Collected data
◆ ◆ ◆ ◆ ◆ ◆ ◆
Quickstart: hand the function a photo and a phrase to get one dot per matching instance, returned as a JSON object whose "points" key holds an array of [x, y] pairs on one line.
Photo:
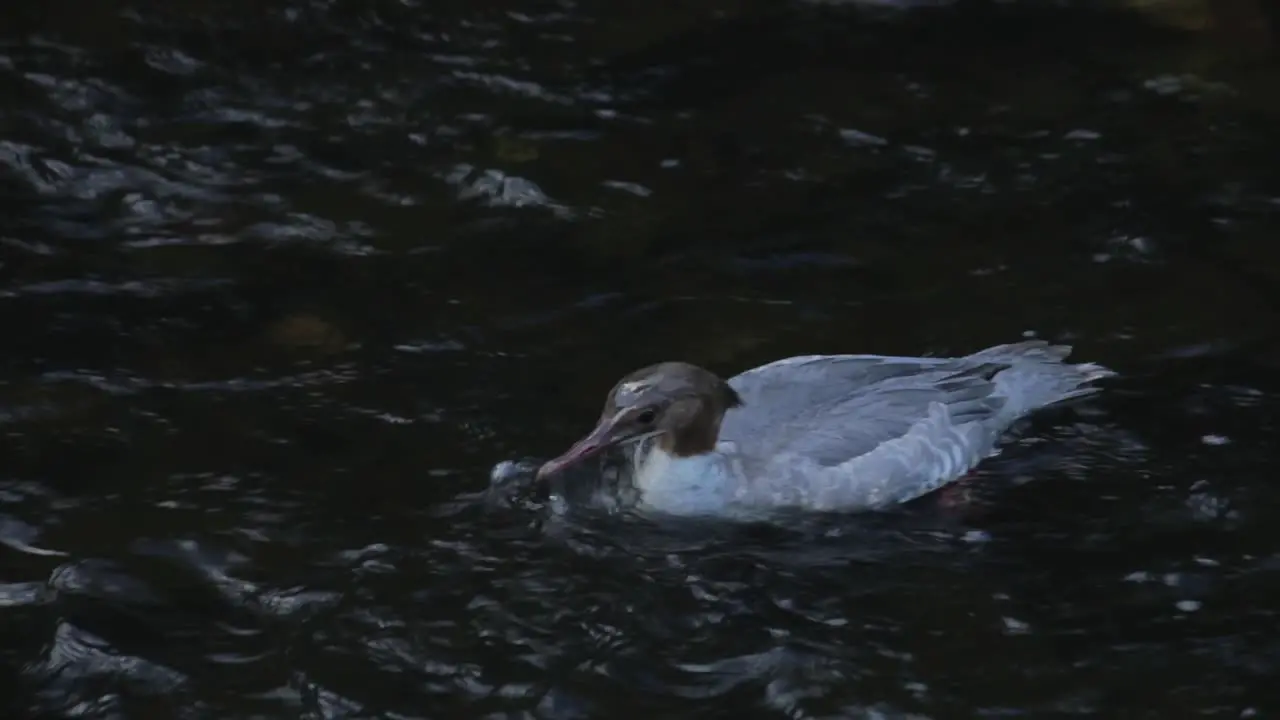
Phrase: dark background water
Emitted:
{"points": [[282, 281]]}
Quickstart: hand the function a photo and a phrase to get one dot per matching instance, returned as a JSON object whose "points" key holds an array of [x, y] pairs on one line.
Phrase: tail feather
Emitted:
{"points": [[1038, 376]]}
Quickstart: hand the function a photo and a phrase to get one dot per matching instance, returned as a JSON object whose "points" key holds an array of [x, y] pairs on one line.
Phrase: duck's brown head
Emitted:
{"points": [[679, 404]]}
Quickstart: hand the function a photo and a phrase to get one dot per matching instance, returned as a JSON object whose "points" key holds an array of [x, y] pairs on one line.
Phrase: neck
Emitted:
{"points": [[695, 438], [681, 484]]}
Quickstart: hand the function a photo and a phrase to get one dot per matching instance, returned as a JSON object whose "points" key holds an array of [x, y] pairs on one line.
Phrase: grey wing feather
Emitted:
{"points": [[831, 409]]}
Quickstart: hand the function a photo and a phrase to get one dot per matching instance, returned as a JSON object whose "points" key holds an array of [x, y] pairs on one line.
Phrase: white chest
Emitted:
{"points": [[696, 484]]}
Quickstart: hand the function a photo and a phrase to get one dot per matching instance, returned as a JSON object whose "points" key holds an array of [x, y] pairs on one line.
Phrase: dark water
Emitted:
{"points": [[280, 282]]}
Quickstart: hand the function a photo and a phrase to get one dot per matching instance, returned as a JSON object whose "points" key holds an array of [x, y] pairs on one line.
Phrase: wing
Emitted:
{"points": [[833, 408]]}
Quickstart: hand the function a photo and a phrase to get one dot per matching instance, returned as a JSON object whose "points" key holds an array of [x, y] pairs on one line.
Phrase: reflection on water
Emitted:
{"points": [[283, 283]]}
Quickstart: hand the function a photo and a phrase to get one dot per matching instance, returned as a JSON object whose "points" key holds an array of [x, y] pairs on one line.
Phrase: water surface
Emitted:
{"points": [[282, 282]]}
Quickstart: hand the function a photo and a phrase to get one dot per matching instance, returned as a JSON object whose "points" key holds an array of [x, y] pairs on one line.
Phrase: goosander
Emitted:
{"points": [[822, 432]]}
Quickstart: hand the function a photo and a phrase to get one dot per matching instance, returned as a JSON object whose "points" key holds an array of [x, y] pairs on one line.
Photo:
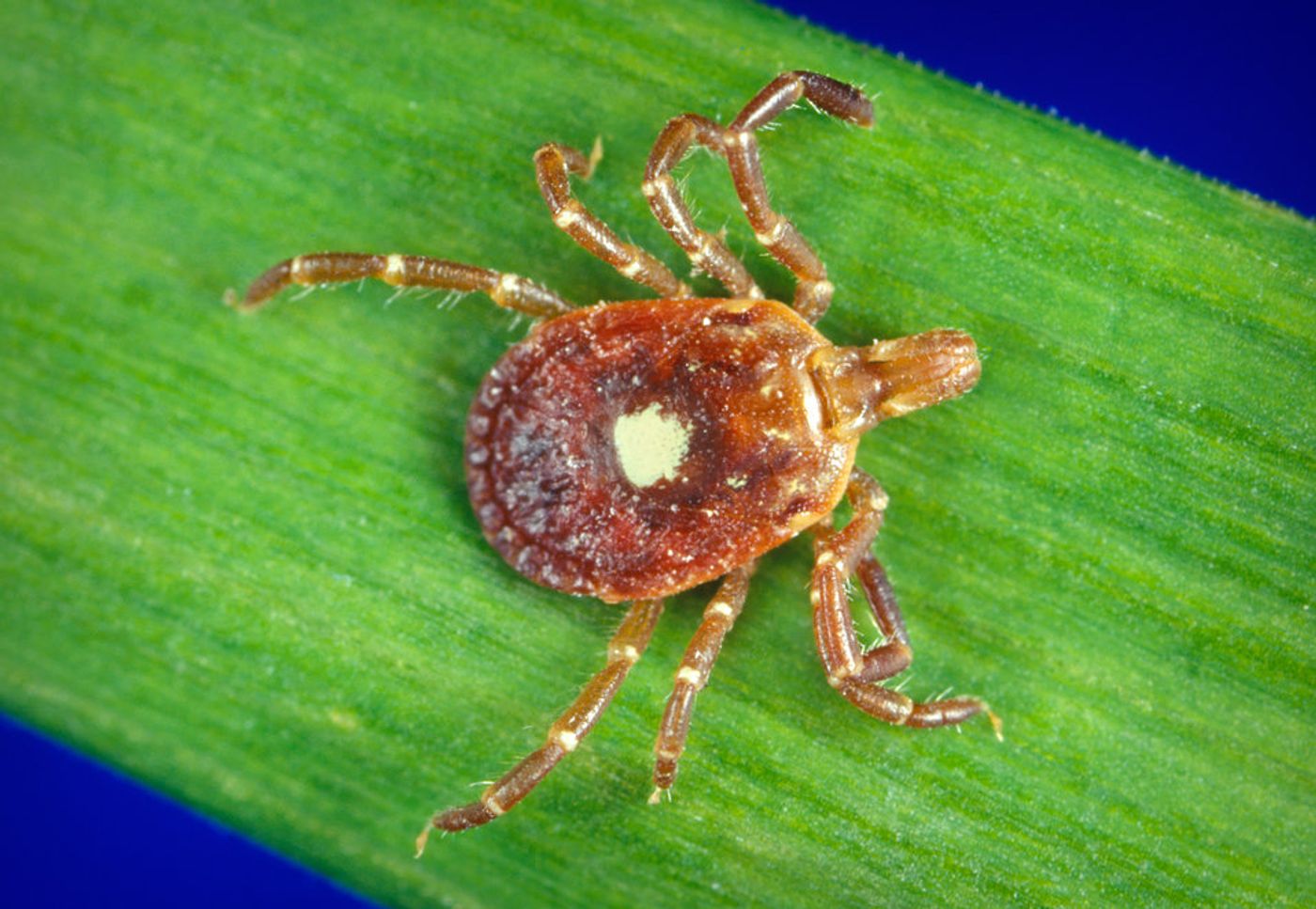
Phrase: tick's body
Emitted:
{"points": [[631, 450], [634, 450]]}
◆ ◆ ◆ ◆ ◆ ◆ ◆
— Short problem —
Each line of the data should be quoted exactly, with pictures left out.

— Result for this task —
Quickstart: hand the function a photo and a phrase to get one dot per matching instance, returned as a JSON object whose "points" key holds an array of [x, y] pairs on one line.
Photo:
Phrase: dark background water
Emitted:
{"points": [[282, 281]]}
Quickstart: hand the function a photo and a phrase to get one dot per matching instance, returned as a JSON object whose "points" key holds an array of [x, y] pairs on one line.
Phrase: tail feather
Emitted:
{"points": [[1038, 376]]}
Quickstart: hand the function a photo and a phrase to get one dot per matching instance, returned as a JSON object whose "points" key holds an array of [x, y] pairs on one line.
Phrase: duck's brown head
Emitted:
{"points": [[679, 404]]}
Quickstart: hand the function a photo and a phrase to get one dot per matching instance, returned as a JSON object whose "points" key holds an array of [x, y] pairs on one line.
Phrase: neck
Emitted:
{"points": [[695, 438], [681, 484]]}
Quickstart: hand the function a photo and a phrase to get one dot per matching instance, returned as a JSON object whose "points" key holds an array of [x, y] pairs on one line.
Phrase: grey wing feather
Emitted:
{"points": [[831, 409]]}
Quickstart: hand the function a photo and a phrase to get one dot per matching instance, returned as a JSON object whose "points" key holds an array of [x, y] pairs on one line.
Phrase: white chest
Emitted:
{"points": [[696, 484]]}
Quickstart: hand the function a photo and a phrase to get one dot per matching instance, returned as a JSON object whose "points" key holds an array of [x, y] pairs on one line.
Phrase: dark water
Emitted:
{"points": [[280, 282]]}
Quickstart: hand the function a photo and a phrase to get one dot per matching instance, returned as a JSON object whose "points" key holds an array of [x, y] pairs on one line.
Phrase: wing
Emitted:
{"points": [[833, 408]]}
Quickstart: hand the function a photo and a phrase to get one dot per matching instance, returned as a JSON object whose "points" key holds an array of [x, y] pairs on one line.
Phrase: reflection on water
Emitted:
{"points": [[283, 283]]}
Quickstart: hand the function a photo and a phrase to get one dot per matching instance, returned as a JSON object whose "points" key holds an array of [x, y] pairs on one line.
Phrase: water surface
Emitted:
{"points": [[282, 282]]}
Quickstart: hand the function a photo and a phrase to get one dot per matching instance, returned as a JSON object whose "points" key holds an array of [x, y] pairs on one line.
Phrase: goosander
Emitted:
{"points": [[822, 432]]}
Quickstart: hand the function a photo and a phrase to get one dot per matching instance, returned as a JSON object whose "points" key holds an array of [x, y] pairs on one line.
Photo:
Phrase: tick's body
Emitted:
{"points": [[631, 450], [634, 450]]}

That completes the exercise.